Start Text passage

1

I am using a panel data set:

  • y is my independent variable equal to 0 or 1 --> numeric
  • x1 are my individuals --> numeric
  • x2 are my time indicators --> numeric
  • x3,x4,...,x65 are my independent variables --> character

In the code below I convert all variables to characters and want to let R know that I am using panel data by the pdata.frame command on the last line. However, the problem now is that the command pdata.frame converts the variables x2 and x3 (the individuals and time indicator) to factors even when stringsAsFactors=FALSE.

#Regressions
df=read_excel("C:/Users/Luuk/Desktop/Master Thesis EME/Data/indep_dep_indlevel.xlsx")
df_dep=data.frame(df[,79])
count=as.data.frame(rep(1:3669, times=1, each=3))
df=cbind(count,df[,3:79])
df_indep=data.frame(df[,c(1:5,8,10:15,17:25,27:44,45,53:77)])
dflm=cbind(df_dep,df_indep)
dflm1 <- data.frame(lapply(dflm, as.character), stringsAsFactors=FALSE)

names(dflm1)[c(2:66)] <- c(paste("x", 1:65, sep=""))
names(dflm1)[1] <- "y"
dflm2=pdata.frame(dflm1,index=c("x1","x2"),stringsAsFactors=FALSE)

Consequently, the following pooled OLS model estimation gives the error:

Error in class(x) <- setdiff(class(x), "pseries") :
adding class "factor" to an invalid object In addition: Warning message: In model.response(mf, "numeric") : using type = "numeric" with a factor response will be ignored

xnam <- paste("x", 3:65, sep="")

End Text passage
Start Given entries

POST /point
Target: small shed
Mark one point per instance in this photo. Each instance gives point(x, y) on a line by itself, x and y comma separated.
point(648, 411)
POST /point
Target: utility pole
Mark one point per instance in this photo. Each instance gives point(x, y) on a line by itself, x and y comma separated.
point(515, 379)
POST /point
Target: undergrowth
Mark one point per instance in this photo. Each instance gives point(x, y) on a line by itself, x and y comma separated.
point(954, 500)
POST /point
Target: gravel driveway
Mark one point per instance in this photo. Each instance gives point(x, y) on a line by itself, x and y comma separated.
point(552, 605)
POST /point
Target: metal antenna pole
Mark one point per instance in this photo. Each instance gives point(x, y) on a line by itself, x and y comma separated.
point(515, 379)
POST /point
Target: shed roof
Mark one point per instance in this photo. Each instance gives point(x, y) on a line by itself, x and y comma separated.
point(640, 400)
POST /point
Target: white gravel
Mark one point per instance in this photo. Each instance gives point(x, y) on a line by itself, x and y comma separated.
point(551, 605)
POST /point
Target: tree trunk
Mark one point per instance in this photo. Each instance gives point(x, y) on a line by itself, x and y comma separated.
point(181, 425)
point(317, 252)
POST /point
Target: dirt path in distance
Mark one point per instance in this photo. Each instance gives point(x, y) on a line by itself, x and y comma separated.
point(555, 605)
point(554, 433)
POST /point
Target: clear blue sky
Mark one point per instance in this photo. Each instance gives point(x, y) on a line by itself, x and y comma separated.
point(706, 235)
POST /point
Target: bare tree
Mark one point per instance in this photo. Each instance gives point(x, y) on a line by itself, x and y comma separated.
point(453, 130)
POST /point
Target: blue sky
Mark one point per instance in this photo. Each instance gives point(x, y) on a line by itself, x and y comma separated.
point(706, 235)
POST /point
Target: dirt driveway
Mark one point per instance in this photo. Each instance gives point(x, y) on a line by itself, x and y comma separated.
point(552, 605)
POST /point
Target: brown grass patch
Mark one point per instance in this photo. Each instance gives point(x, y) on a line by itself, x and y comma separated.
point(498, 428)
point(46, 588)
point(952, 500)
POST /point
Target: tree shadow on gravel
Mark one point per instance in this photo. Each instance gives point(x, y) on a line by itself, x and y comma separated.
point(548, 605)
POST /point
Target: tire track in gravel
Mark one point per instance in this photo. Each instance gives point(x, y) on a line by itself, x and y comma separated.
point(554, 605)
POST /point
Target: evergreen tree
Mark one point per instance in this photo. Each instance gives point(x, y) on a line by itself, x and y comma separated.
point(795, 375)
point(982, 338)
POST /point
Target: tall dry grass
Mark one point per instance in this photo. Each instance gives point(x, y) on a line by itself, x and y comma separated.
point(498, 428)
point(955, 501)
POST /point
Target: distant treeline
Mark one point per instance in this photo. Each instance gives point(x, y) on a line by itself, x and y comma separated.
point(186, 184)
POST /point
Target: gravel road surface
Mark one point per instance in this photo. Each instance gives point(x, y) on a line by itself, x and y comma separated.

End Given entries

Required work:
a – From the R panel data post, extract the passage that begins at the words "df_dep=data.frame(df[,79])" and stops after the words "dflm=cbind(df_dep,df_indep)".
b – Answer these questions using the R panel data post:
(i) Which values can y take?
(ii) What type are x3 through x65 listed as?
(iii) Which command is used to tell R that the data are panel data?
c – Please continue the R panel data post from the point where it ends.

Results:
a –
df_dep=data.frame(df[,79])
count=as.data.frame(rep(1:3669, times=1, each=3))
df=cbind(count,df[,3:79])
df_indep=data.frame(df[,c(1:5,8,10:15,17:25,27:44,45,53:77)])
dflm=cbind(df_dep,df_indep)

b –
(i) 0 or 1
(ii) Character
(iii) pdata.frame

c –
Formula <- formula(paste("y ~ ", paste(xnam, collapse=" + ")))
fit=plm(Formula, data=dflm2,model="pooling")

How can I make my pooled OLS estimation procedure work?

Helix123
  • 3,502
  • 2
  • 16
  • 36
  • Making the index variables factors is a "feature" of `pdata.frame` - you cannot get around it. If you really want a pooled model on the numerical values of the variables which can be seen as the index variables of the panel data, just take `lm`. – Helix123 Jan 03 '20 at 16:32

1 Answers1

0

Running a panel model with pooling option is equivalent to just run a simple OLS lm(y~x). I don't see why would you need to make more than that if you are trying to obtain pooling estimates. I cannot reproduce your error, using similar steps to yours (see my code) using a xlsx file I created for this purpose. Please include a minimal working example that reproduces your error.

df=read_excel("~/Downloads/strtest.xlsx")
df_dep=data.frame(df[,1])
df2=data.frame(lapply(df, as.character), stringsAsFactors=FALSE)
names(df2)[c(1:3)] <- c(paste("x", 1:3, sep=""))
df2=cbind.data.frame(c(1,2,3,80),df2)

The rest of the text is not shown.